> [Prompt]: Reproduce, word for word, the part of the rows below that opens with the line containing "Detect the corinthian" and closes with the line containing "top-left (218, 0), bottom-right (452, 63)", keeping both of those lines. Give nothing outside that span.

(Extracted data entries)
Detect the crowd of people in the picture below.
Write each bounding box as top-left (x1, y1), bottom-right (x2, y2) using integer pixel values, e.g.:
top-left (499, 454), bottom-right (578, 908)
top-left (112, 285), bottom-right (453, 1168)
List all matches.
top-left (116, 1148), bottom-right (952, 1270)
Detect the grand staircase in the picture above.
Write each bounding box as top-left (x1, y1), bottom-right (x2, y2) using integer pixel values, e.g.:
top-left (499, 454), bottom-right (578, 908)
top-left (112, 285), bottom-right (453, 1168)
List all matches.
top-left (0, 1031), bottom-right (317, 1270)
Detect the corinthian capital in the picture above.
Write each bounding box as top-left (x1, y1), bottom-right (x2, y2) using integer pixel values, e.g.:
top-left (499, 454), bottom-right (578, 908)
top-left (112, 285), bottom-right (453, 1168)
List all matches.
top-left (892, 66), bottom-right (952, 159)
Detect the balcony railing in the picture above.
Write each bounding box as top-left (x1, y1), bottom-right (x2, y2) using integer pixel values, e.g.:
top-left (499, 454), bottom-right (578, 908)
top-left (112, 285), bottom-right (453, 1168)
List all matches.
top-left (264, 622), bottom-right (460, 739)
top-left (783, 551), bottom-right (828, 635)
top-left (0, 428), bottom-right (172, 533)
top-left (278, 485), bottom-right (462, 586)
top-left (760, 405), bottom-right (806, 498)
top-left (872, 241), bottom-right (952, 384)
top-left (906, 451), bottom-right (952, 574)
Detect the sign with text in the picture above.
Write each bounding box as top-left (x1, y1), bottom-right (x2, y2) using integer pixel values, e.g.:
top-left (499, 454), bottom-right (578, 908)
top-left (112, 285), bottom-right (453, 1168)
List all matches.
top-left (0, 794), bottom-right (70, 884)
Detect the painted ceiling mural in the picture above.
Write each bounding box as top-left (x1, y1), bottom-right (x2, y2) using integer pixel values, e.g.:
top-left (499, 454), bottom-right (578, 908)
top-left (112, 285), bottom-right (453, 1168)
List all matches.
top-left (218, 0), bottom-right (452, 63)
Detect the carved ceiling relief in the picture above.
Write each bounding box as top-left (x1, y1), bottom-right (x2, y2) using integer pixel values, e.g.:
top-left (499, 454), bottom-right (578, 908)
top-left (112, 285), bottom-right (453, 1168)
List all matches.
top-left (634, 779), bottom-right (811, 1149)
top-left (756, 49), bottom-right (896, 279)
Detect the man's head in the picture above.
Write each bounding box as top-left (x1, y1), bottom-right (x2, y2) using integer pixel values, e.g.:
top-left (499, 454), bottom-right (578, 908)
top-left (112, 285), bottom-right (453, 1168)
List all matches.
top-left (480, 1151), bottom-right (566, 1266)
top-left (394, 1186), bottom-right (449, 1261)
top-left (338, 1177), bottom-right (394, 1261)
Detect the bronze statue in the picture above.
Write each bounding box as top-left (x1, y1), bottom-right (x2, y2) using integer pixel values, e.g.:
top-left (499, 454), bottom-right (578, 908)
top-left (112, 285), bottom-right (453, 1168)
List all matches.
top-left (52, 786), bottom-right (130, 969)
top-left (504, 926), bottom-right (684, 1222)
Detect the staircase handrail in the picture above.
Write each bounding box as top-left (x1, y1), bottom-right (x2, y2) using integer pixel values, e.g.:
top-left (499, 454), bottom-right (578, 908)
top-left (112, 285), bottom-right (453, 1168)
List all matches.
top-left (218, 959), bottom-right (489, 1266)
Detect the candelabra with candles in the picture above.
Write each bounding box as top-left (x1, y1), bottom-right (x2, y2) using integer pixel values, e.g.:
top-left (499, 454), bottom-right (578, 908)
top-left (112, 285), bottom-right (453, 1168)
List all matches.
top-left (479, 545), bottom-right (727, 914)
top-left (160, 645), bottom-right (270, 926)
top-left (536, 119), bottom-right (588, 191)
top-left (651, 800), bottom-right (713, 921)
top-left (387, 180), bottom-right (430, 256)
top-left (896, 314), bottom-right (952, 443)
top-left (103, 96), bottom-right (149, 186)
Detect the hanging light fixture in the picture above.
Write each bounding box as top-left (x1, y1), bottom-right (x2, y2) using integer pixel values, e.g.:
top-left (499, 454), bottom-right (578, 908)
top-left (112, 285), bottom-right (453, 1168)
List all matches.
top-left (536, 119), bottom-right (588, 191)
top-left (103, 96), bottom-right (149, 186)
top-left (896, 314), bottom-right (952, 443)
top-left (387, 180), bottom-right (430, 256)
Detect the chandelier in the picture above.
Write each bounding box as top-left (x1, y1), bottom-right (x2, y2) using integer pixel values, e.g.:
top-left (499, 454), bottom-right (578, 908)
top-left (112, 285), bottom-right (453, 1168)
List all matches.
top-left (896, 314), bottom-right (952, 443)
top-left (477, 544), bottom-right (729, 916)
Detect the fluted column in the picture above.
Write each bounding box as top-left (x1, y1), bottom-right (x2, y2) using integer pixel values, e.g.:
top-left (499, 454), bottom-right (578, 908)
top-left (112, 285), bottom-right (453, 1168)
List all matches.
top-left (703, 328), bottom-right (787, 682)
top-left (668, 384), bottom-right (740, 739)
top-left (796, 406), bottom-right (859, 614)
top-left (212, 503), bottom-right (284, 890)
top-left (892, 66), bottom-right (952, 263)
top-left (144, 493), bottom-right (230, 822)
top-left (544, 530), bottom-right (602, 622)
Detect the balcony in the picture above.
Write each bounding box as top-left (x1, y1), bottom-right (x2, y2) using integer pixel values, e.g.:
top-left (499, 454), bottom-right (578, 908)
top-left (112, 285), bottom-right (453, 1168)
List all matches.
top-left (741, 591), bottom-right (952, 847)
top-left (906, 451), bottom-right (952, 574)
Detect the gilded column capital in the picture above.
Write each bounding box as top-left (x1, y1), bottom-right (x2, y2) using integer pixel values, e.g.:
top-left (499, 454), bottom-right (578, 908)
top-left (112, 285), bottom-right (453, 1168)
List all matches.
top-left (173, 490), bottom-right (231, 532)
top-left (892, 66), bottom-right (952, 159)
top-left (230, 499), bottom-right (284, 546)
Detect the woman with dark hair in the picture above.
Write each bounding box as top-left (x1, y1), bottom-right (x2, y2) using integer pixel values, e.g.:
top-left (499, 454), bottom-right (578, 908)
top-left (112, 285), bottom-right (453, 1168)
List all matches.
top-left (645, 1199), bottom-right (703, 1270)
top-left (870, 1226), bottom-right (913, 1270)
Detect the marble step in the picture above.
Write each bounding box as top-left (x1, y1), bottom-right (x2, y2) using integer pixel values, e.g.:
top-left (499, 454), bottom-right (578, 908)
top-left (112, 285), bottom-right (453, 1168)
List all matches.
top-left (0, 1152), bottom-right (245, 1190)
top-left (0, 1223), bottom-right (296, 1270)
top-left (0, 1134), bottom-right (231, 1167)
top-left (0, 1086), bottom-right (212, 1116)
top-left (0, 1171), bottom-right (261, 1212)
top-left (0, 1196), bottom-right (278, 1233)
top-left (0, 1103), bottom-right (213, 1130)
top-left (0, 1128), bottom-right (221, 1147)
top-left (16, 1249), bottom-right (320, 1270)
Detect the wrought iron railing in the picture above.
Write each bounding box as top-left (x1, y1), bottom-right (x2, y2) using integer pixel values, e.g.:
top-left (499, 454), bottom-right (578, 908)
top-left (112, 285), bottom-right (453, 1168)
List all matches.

> [Reply to the task]:
Detect the corinthian capital in the picture above.
Write each bounding box as top-left (x1, y1), bottom-right (x2, y2) using integer pixel values, e.g.:
top-left (499, 454), bottom-right (578, 908)
top-left (112, 285), bottom-right (453, 1168)
List all matches.
top-left (892, 66), bottom-right (952, 159)
Detect the balcony railing in the picture above.
Write each bounding box as top-left (x1, y1), bottom-right (x2, y2) using integer pixel values, e.g.:
top-left (499, 454), bottom-right (578, 908)
top-left (112, 285), bottom-right (453, 1168)
List all matches.
top-left (264, 622), bottom-right (460, 739)
top-left (783, 551), bottom-right (828, 635)
top-left (0, 428), bottom-right (172, 533)
top-left (278, 485), bottom-right (462, 586)
top-left (760, 405), bottom-right (806, 498)
top-left (872, 241), bottom-right (952, 384)
top-left (906, 451), bottom-right (952, 574)
Detect the sign with text in the picture above.
Write each bounding box as top-left (x1, y1), bottom-right (x2, y2) using integer pixel values, e.g.:
top-left (499, 454), bottom-right (578, 908)
top-left (112, 285), bottom-right (453, 1168)
List all matches.
top-left (0, 794), bottom-right (70, 884)
Detect the painted ceiling mural in the picture above.
Write each bounding box as top-left (x1, y1), bottom-right (x2, y2) using integer pixel values, e.g.:
top-left (499, 454), bottom-right (578, 908)
top-left (112, 285), bottom-right (453, 1168)
List all matches.
top-left (218, 0), bottom-right (452, 63)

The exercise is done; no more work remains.